# Painting Bad Moons?



## Words_of_Truth (Sep 20, 2007)

So I was wondering what would you suggest is the best way to paint bad moon orks? I was considering going the normal route of spraying black, but I have both grey and white spray available to and thought white maybe an alternative.


----------



## Ratvan (Jun 20, 2011)

I do like painting from a white undercoat however I tend to find that it is very unforgiving much more so then black. Personally I find that greys and browns are the best colour for me to work from


----------



## Words_of_Truth (Sep 20, 2007)

I kind of want to achieve something like this:


----------



## Ratvan (Jun 20, 2011)

That looks amazing, I'd start with brown personally or go for Army Painter Daemonic Yellow and darken it down like I have with my space marines. The same company also have a desert yellow which is more of a tan which may work well (think ww2 khaki)


----------



## Words_of_Truth (Sep 20, 2007)

Or I may go with the way this guy has done his, although I don't have the spray paints for them.

For the normal Orks I think I'm going to try one using black first to see whether I like it if not I'll th en try grey and then white if that ones no good either.


----------



## Ratvan (Jun 20, 2011)

That last one is impressive although I think that he maybe should have attempted to mask his pre shading somewhat to get more realistic battle damage.

Good luck with the Orks I'll be following with interest as I love me some Greenskins


----------



## Words_of_Truth (Sep 20, 2007)

Is pre-shading when you paint black over the areas you want darker for battle damage, so for example black over a white base coat around the vents which you'll then paint over with the main colour (yellow) so those areas are darker?


----------



## SonofVulkan (Apr 14, 2010)

If you stick with a black under-coat, you could do a base coat of Zamesi Desert as this paints over black quite well. Then paint which ever flavour of yellow on top of that. Thats the recipe I use whenever I need to paint yellow on black. Hope this helps.


----------



## Ratvan (Jun 20, 2011)

In short yes, although with a steady hand you can also do the inbetween panels, armour plates etc so not just battle damage. I know someone who did they're Grey KnightsJ with a blue basecoat to give the silver a different sheen when finished its a good alternative to shading


----------



## Words_of_Truth (Sep 20, 2007)

:: MATERIAL PROVIDED ::
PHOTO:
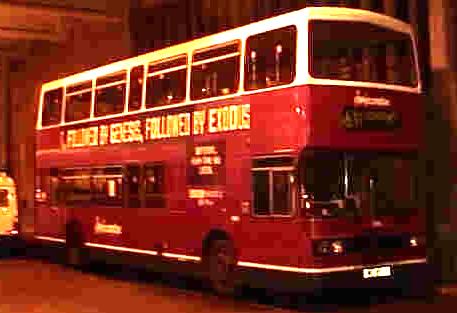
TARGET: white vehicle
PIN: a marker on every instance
(8, 206)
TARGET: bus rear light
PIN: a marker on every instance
(417, 241)
(337, 247)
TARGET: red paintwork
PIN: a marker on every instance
(275, 125)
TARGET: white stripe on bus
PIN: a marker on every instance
(182, 257)
(325, 270)
(53, 239)
(120, 248)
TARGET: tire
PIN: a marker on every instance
(221, 264)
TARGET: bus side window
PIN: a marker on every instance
(136, 88)
(154, 188)
(132, 188)
(78, 100)
(166, 82)
(215, 71)
(273, 187)
(261, 192)
(107, 186)
(56, 195)
(270, 58)
(110, 94)
(52, 107)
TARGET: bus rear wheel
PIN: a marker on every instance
(221, 264)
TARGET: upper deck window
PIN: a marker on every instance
(166, 82)
(78, 100)
(270, 58)
(359, 51)
(215, 71)
(3, 197)
(52, 106)
(136, 88)
(110, 94)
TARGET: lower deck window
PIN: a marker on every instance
(273, 192)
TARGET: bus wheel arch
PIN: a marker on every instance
(219, 260)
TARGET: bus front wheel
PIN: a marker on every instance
(221, 264)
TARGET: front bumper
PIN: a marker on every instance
(402, 273)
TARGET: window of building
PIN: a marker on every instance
(78, 100)
(52, 106)
(136, 88)
(215, 71)
(110, 94)
(166, 83)
(270, 58)
(154, 175)
(273, 191)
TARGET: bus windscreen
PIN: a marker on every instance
(360, 51)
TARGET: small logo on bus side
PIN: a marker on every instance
(364, 100)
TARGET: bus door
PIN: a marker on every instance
(272, 233)
(8, 206)
(50, 210)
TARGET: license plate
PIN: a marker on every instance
(384, 271)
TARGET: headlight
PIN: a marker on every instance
(329, 247)
(417, 241)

:: SHORT PROBLEM A ::
List every username that appears as a poster in the forum thread about painting Bad Moon orks.
:: SHORT PROBLEM B ::
Rewrite the paragraph of the forum thread beginning "If you stick with a black under-coat" as a short bulleted list that keeps its main facts.
:: SHORT PROBLEM C ::
Carry on the forum thread about painting Bad Moon orks from the point where it stops.
The records are separate from the forum thread.

:: EXERCISE OUTPUT A ::
Words_of_Truth, Ratvan, SonofVulkan

:: EXERCISE OUTPUT B ::
- Keep the black undercoat.
- Apply a base coat of Zamesi Desert, which covers black well.
- Paint any shade of yellow over that.
- The poster uses this method whenever yellow has to go over black.

:: EXERCISE OUTPUT C ::
Ratvan said:


> In short yes, although with a steady hand you can also do the inbetween panels, armour plates etc so not just battle damage. I know someone who did they're Grey KnightsJ with a blue basecoat to give the silver a different sheen when finished its a good alternative to shading


That guy did try to pre-shade but he said the yellow spray he used over it wouldn't stick to the black. I think though I'll probably use normal brush painting to do the yellow over the white and pre shaded areas so that shouldn't be a problem should it? When painting over the pre shaded areas do I have to make sure the paint is watered down so the paint comes through or is it mean to be totally covered?


----------



## Ratvan (Jun 20, 2011)

I'd try the paint thinned first and se if you get the desired effect, then you shouldn't experience any unrectifiable effects if you don't like it


----------



## Words_of_Truth (Sep 20, 2007)

Here's the first Ork I've done


----------



## Ratvan (Jun 20, 2011)

Yellow looks good mate


----------



## elmir (Apr 14, 2011)

Just dropping this link here. Seems like a fast and efficient way: 

http://www.dakkadakka.com/dakkaforum/posts/list/374651.page


----------



## Words_of_Truth (Sep 20, 2007)

Awesome, I think I'm definitely going to try that


----------



## Ratvan (Jun 20, 2011)

Thats a great link elmir


----------



## Words_of_Truth (Sep 20, 2007)

Does anyone know where I could get hold of some bad moon symbols?


----------



## Ratvan (Jun 20, 2011)

Actual decals or along the lines of the banners from Battle for Skull Pass?


----------



## Words_of_Truth (Sep 20, 2007)

Banner tops, I want to use em for boss polls.


----------



## Ratvan (Jun 20, 2011)

Like those banner tops?

I may have a large collection of those going unused, can have a look if you want?


----------



## Words_of_Truth (Sep 20, 2007)

That would be great please


----------



## Ratvan (Jun 20, 2011)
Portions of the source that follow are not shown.